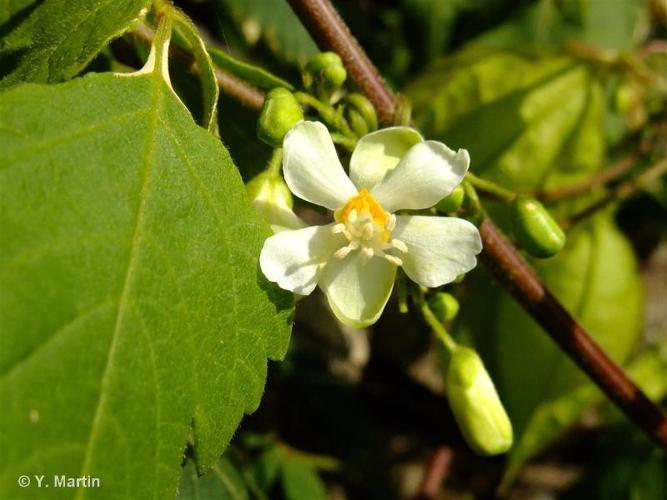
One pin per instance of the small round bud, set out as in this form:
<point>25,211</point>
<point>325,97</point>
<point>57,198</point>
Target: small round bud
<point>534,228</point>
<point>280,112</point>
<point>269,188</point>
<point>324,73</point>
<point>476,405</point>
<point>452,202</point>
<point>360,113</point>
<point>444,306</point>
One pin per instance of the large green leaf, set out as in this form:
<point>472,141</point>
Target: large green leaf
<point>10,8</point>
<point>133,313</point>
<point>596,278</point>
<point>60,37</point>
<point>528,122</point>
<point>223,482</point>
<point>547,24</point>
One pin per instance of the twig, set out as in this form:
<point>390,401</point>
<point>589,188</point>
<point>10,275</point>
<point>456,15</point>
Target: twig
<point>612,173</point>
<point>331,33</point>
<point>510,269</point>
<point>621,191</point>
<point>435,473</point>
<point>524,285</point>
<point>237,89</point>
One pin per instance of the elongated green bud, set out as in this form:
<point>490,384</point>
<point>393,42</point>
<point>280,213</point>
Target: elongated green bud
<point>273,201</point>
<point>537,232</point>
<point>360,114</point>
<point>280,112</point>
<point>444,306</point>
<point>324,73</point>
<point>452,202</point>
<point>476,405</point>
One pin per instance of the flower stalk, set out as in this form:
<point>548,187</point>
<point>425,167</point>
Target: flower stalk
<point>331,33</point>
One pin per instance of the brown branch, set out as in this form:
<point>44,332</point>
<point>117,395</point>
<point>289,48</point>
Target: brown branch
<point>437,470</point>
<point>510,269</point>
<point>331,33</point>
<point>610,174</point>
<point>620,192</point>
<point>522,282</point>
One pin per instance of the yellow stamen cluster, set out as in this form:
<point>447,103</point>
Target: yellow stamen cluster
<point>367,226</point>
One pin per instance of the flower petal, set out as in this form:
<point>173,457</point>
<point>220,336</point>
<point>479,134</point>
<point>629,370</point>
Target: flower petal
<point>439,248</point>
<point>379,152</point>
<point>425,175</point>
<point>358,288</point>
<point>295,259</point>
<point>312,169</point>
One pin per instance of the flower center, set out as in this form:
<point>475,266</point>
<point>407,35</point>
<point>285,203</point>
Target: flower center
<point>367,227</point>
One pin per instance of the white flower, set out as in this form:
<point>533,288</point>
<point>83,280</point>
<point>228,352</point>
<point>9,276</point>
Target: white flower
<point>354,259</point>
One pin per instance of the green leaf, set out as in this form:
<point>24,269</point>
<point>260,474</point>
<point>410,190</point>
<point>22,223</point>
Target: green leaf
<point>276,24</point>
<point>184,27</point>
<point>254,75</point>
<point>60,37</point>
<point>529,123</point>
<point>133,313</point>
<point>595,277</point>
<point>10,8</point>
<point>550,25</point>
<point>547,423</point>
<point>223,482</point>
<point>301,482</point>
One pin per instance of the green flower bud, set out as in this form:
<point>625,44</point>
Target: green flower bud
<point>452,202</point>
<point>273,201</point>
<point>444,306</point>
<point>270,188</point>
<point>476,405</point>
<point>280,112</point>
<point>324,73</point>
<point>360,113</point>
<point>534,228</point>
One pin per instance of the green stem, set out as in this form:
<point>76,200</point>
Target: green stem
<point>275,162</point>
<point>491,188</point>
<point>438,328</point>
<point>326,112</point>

◆ ◆ ◆ ◆ ◆ ◆ ◆

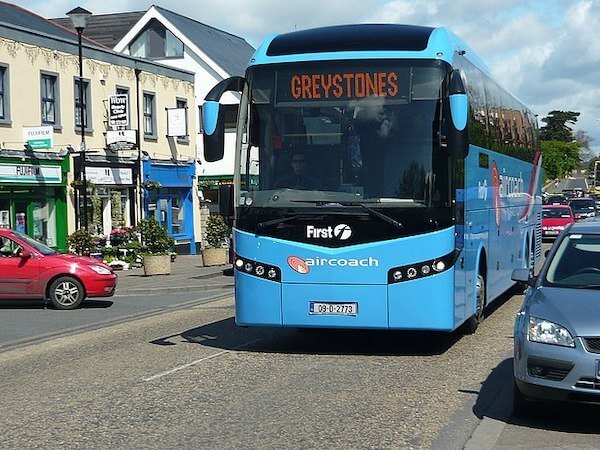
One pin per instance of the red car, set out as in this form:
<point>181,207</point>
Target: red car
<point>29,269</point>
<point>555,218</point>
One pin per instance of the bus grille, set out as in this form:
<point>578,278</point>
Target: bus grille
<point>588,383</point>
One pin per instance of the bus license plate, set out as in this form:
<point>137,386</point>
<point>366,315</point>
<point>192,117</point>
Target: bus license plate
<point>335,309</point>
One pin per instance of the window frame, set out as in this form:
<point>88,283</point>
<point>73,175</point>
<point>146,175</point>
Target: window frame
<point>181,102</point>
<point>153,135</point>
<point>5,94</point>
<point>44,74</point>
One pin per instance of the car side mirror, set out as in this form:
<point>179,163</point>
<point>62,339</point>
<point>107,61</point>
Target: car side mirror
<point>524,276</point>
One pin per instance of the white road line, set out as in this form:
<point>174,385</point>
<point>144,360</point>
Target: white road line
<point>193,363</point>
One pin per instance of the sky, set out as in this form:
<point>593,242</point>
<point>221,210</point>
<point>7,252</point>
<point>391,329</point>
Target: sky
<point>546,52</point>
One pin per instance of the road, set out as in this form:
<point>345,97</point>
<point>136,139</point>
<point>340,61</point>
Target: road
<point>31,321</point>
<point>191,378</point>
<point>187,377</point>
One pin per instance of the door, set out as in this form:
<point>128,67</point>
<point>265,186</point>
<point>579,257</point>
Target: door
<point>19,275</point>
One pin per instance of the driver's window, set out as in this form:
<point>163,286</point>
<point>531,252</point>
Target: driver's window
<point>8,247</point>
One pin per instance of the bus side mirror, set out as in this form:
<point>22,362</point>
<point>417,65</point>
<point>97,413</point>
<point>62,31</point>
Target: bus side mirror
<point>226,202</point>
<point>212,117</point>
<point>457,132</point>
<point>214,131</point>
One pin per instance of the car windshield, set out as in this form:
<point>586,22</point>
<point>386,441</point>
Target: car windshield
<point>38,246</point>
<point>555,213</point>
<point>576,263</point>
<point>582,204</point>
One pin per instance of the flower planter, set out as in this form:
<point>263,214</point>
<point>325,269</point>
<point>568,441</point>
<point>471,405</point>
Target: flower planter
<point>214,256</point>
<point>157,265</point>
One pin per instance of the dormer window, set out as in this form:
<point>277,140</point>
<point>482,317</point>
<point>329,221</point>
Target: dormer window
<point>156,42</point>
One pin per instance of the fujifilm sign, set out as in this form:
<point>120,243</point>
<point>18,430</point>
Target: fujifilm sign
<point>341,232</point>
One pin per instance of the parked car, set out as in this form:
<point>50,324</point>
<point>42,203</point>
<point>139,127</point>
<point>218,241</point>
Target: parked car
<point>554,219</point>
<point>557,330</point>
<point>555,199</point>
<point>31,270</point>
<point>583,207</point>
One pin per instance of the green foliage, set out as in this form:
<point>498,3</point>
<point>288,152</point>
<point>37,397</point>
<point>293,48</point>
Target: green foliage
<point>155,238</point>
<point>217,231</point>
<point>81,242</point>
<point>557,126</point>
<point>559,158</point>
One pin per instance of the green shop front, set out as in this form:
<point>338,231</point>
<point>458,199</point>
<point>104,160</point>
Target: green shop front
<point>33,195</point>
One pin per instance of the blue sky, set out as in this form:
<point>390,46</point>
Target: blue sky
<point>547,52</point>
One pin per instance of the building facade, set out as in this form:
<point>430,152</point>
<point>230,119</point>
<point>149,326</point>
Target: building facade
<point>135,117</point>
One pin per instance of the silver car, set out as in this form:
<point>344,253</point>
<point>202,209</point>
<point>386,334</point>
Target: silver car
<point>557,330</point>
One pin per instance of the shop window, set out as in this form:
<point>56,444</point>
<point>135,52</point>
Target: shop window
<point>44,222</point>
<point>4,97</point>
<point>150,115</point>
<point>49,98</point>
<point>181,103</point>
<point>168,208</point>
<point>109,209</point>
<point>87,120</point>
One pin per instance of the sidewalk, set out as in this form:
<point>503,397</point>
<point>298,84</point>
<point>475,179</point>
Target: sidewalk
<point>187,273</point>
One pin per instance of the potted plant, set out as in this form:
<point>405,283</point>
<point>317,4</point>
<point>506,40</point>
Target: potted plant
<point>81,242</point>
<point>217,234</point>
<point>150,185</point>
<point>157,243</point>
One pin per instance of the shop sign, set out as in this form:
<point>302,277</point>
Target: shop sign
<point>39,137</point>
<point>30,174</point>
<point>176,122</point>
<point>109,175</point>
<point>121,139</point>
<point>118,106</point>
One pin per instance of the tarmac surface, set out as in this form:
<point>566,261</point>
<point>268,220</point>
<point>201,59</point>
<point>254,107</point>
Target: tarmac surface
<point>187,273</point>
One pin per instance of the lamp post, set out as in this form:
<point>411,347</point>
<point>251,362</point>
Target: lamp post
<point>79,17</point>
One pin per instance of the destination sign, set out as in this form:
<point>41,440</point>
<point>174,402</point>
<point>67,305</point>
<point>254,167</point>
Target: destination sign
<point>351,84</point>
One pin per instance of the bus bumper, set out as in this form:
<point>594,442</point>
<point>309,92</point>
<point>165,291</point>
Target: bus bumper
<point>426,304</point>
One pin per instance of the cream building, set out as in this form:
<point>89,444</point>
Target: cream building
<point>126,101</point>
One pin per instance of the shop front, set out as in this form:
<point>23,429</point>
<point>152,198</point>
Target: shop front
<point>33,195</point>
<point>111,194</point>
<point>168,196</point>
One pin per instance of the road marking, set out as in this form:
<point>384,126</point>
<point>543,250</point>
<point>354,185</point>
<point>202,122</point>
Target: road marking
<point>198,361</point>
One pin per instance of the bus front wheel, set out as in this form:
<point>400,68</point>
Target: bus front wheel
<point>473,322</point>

◆ ◆ ◆ ◆ ◆ ◆ ◆

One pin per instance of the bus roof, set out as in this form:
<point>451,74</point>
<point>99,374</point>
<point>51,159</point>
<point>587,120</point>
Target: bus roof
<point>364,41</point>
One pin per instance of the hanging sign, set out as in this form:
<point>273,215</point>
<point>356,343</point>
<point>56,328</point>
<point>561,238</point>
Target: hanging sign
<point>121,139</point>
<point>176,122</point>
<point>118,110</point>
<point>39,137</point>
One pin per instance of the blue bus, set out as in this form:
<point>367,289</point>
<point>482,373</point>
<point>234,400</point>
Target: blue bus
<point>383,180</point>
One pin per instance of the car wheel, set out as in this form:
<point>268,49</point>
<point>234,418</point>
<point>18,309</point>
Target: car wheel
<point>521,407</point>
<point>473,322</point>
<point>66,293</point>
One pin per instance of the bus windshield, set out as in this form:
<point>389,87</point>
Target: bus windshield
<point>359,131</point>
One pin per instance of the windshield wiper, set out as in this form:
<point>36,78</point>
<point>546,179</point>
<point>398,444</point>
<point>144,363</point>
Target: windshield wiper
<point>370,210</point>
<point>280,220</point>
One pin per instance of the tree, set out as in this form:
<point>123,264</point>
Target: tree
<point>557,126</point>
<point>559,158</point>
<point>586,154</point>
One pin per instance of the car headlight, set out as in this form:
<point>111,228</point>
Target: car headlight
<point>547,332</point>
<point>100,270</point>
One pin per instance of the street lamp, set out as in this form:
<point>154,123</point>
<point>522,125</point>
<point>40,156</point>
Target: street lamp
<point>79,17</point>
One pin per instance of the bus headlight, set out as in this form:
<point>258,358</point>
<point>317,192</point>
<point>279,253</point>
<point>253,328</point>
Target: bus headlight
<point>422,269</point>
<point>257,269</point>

◆ ◆ ◆ ◆ ◆ ◆ ◆

• TASK STATEMENT
Reproduce verbatim the stretch of items above, from the line containing "One pin per instance of the twig, set" through the line containing "<point>522,282</point>", including both of those lines.

• WORKED SOLUTION
One pin per instance of the twig, set out as in this form:
<point>390,401</point>
<point>589,188</point>
<point>10,275</point>
<point>456,15</point>
Target: twig
<point>612,173</point>
<point>331,33</point>
<point>510,269</point>
<point>621,191</point>
<point>435,473</point>
<point>524,285</point>
<point>237,89</point>
One pin per instance of the elongated green bud, set out as in this form:
<point>490,384</point>
<point>393,42</point>
<point>280,213</point>
Target: elongated green bud
<point>273,201</point>
<point>537,232</point>
<point>360,114</point>
<point>280,112</point>
<point>444,306</point>
<point>324,73</point>
<point>452,202</point>
<point>476,405</point>
One pin per instance of the flower stalk, set out as in this form:
<point>548,187</point>
<point>425,167</point>
Target: flower stalk
<point>331,33</point>
One pin per instance of the brown branch, set out as in this form:
<point>44,332</point>
<point>117,395</point>
<point>289,48</point>
Target: brown branch
<point>437,470</point>
<point>510,269</point>
<point>331,33</point>
<point>610,174</point>
<point>620,192</point>
<point>522,282</point>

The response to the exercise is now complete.